Jobs:
A: According to the excerpt below, which block cipher is the countermeasure applied to?
B: From the excerpt below, turn the paragraph beginning "The remainder of the contribution" into a list of sections and what each covers.

Excerpt provided:
· · ·

The remainder of the contribution is structured as follows: Related work is discussed in Section 2. The new encoding scheme is introduced in Section 3 and applied to Prince in Section 4. Section 5 explains our leakage evaluation and Section 6 presents implementation results and the outcome of the leakage evaluation.

# 2 Background

This section introduces the related work on balanced encodings to counteract SCA in both hardware and software implementations, as well as a short introduction to the Prince block cipher to which the countermeasure will be applied.

· · ·

Extracted records:
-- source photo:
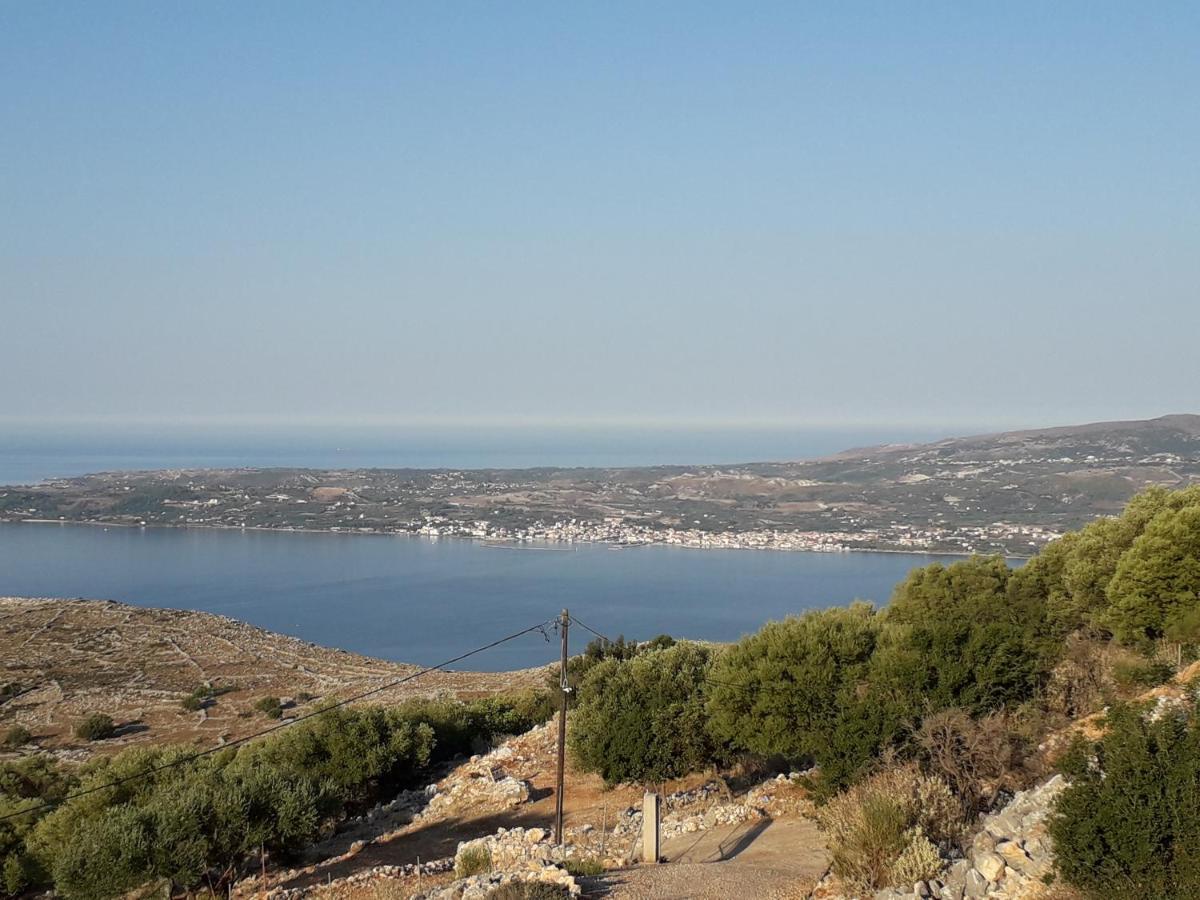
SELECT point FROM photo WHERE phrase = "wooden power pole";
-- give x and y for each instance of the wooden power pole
(563, 624)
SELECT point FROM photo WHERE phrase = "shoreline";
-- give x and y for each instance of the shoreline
(514, 543)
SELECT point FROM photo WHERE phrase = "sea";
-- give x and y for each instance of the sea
(424, 599)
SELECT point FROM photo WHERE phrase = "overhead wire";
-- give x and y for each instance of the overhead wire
(264, 732)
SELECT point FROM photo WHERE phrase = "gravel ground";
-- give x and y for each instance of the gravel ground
(771, 859)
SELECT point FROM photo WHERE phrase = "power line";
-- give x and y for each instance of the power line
(588, 628)
(271, 730)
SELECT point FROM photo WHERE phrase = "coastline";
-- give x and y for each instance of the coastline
(532, 544)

· · ·

Answers to the exercises:
A: The Prince block cipher.

B:
- Section 2: related work
- Section 3: introduction of the new encoding scheme
- Section 4: application of the scheme to Prince
- Section 5: the leakage evaluation
- Section 6: implementation results and the outcome of the leakage evaluation